STATED GOAL:
Rewrite every line of the data below as a numbered list, omitting the blank lines.

[start RECORDS FOR THIS EXERCISE]

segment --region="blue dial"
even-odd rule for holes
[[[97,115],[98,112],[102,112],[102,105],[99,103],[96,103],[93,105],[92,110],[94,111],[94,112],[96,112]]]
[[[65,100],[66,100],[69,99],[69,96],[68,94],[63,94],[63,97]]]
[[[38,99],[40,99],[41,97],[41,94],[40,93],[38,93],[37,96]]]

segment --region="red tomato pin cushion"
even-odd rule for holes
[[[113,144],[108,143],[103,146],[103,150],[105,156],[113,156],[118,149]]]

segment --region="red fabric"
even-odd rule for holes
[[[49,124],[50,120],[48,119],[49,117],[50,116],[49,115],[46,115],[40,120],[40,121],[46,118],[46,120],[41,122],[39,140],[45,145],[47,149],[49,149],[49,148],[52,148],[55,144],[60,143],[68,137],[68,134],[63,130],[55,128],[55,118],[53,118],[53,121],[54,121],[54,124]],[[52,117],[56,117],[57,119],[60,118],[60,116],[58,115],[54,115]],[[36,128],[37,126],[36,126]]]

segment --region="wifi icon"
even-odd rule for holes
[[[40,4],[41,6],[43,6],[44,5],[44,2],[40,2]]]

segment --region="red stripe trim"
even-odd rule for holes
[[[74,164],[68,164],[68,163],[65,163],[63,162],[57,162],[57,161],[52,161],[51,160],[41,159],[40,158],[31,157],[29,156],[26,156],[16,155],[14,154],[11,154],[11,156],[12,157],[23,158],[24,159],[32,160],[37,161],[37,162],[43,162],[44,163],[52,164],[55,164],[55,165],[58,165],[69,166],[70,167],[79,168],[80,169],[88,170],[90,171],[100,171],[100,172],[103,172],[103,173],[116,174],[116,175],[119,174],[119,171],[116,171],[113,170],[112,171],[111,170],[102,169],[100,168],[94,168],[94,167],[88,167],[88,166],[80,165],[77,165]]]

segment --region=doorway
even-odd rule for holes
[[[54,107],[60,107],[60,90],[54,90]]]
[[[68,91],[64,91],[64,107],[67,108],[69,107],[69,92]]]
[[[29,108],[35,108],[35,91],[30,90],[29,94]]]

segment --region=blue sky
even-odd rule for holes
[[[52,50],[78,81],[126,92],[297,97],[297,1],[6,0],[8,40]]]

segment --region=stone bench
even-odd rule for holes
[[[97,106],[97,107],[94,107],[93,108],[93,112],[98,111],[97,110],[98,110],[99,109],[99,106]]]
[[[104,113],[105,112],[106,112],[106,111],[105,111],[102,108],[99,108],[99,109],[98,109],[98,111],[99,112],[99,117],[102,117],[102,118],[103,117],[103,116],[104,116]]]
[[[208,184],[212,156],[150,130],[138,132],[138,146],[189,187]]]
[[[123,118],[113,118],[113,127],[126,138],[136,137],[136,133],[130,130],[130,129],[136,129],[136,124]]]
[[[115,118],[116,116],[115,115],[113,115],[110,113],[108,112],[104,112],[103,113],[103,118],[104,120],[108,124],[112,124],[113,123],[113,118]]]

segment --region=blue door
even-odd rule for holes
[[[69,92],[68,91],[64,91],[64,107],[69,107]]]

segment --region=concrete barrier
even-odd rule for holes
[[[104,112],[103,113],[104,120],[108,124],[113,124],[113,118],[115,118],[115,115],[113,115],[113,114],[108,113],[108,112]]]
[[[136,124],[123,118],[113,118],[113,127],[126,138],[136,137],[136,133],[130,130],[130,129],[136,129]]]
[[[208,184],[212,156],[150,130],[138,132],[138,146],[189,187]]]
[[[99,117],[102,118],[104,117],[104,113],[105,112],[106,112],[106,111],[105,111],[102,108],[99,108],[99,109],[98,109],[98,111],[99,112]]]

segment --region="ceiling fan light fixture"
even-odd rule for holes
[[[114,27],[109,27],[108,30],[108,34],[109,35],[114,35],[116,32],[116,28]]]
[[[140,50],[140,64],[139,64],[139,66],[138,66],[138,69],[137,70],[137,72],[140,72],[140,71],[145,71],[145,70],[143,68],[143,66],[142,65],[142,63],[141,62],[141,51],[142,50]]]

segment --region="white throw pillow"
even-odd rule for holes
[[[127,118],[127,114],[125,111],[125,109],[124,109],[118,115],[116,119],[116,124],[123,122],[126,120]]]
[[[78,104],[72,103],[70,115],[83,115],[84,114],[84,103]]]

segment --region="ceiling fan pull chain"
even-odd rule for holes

[end RECORDS FOR THIS EXERCISE]

EXERCISE RESULT:
1. segment --region="blue dial"
2. even-odd rule for holes
3. [[[97,115],[98,112],[102,112],[102,105],[99,103],[96,103],[93,105],[92,110],[94,111],[94,112],[96,112]]]
4. [[[65,100],[66,100],[69,99],[69,96],[68,94],[63,94],[63,97]]]
5. [[[38,99],[40,99],[41,97],[41,94],[40,93],[38,93],[37,96]]]
6. segment --region="red tomato pin cushion"
7. even-odd rule for holes
8. [[[113,144],[108,143],[103,146],[103,150],[105,156],[113,156],[118,149]]]
9. segment --region="red fabric"
10. even-odd rule for holes
11. [[[49,124],[50,120],[48,119],[49,117],[50,116],[49,115],[46,115],[40,120],[40,121],[46,118],[46,120],[41,122],[39,140],[45,145],[47,149],[49,149],[49,148],[52,148],[55,144],[60,143],[68,137],[68,134],[63,130],[55,128],[55,118],[53,118],[53,121],[54,121],[54,124]],[[52,117],[56,117],[57,119],[60,118],[60,116],[58,115],[54,115]],[[36,128],[37,126],[36,126]]]
12. segment --region="wifi icon"
13. even-odd rule for holes
14. [[[40,4],[41,6],[43,6],[44,5],[44,2],[40,2]]]
15. segment --region="red stripe trim"
16. even-odd rule for holes
17. [[[74,164],[68,164],[68,163],[65,163],[63,162],[57,162],[57,161],[52,161],[51,160],[41,159],[40,158],[31,157],[29,156],[26,156],[16,155],[14,154],[11,154],[11,156],[12,157],[23,158],[24,159],[32,160],[37,161],[37,162],[43,162],[44,163],[52,164],[55,164],[55,165],[58,165],[69,166],[70,167],[79,168],[80,169],[88,170],[90,171],[100,171],[100,172],[103,172],[103,173],[116,174],[116,175],[119,174],[119,171],[116,171],[113,170],[112,171],[111,170],[102,169],[100,168],[94,168],[94,167],[88,167],[88,166],[80,165],[77,165]]]
18. segment --region=doorway
19. even-odd rule for holes
20. [[[54,107],[60,107],[60,90],[54,90]]]
21. [[[68,91],[64,91],[64,107],[67,108],[69,107],[69,92]]]
22. [[[29,108],[35,108],[35,91],[30,90],[29,94]]]
23. segment --region=blue sky
24. even-odd rule for holes
25. [[[52,50],[78,81],[126,92],[297,97],[297,1],[6,0],[8,40]]]
26. segment --region=stone bench
27. even-odd rule for holes
28. [[[97,106],[97,107],[94,107],[93,108],[93,112],[98,111],[97,110],[98,110],[99,109],[99,106]]]
29. [[[104,113],[105,112],[106,112],[106,111],[105,111],[102,108],[99,108],[99,109],[98,109],[98,111],[99,112],[99,117],[102,117],[102,118],[103,117],[103,116],[104,116]]]
30. [[[208,184],[212,156],[150,130],[138,132],[138,146],[189,187]]]
31. [[[123,118],[113,118],[113,127],[126,138],[136,137],[136,133],[130,130],[130,129],[136,129],[136,124]]]
32. [[[115,118],[116,116],[115,115],[113,115],[110,113],[108,112],[104,112],[103,113],[103,118],[104,120],[108,124],[112,124],[113,123],[113,118]]]
33. segment --region=blue door
34. even-odd rule for holes
35. [[[69,92],[68,91],[64,91],[64,107],[69,107]]]
36. segment --region=concrete barrier
37. even-odd rule for holes
38. [[[104,112],[103,113],[104,120],[108,124],[113,124],[113,118],[115,118],[115,115],[113,115],[113,114],[108,113],[108,112]]]
39. [[[136,124],[123,118],[113,118],[113,127],[126,138],[136,137],[136,133],[130,130],[130,129],[136,129]]]
40. [[[208,184],[212,156],[150,130],[138,132],[138,146],[189,187]]]
41. [[[99,117],[102,118],[104,117],[104,113],[105,112],[106,112],[106,111],[105,111],[102,108],[99,108],[99,109],[98,109],[98,111],[99,112]]]
42. segment --region="ceiling fan light fixture"
43. even-odd rule for holes
44. [[[114,27],[109,27],[108,30],[108,34],[109,35],[114,35],[116,32],[116,28]]]
45. [[[140,50],[140,64],[139,64],[139,66],[138,66],[138,69],[137,70],[137,72],[140,72],[140,71],[145,71],[145,70],[143,68],[143,66],[142,65],[142,63],[141,62],[141,51],[142,50]]]
46. segment --region="white throw pillow"
47. even-odd rule for holes
48. [[[127,118],[127,114],[125,111],[125,109],[124,109],[118,115],[116,119],[116,124],[123,122],[126,120]]]
49. [[[78,104],[72,103],[70,115],[83,115],[84,114],[84,103]]]
50. segment --region="ceiling fan pull chain"
51. even-odd rule for holes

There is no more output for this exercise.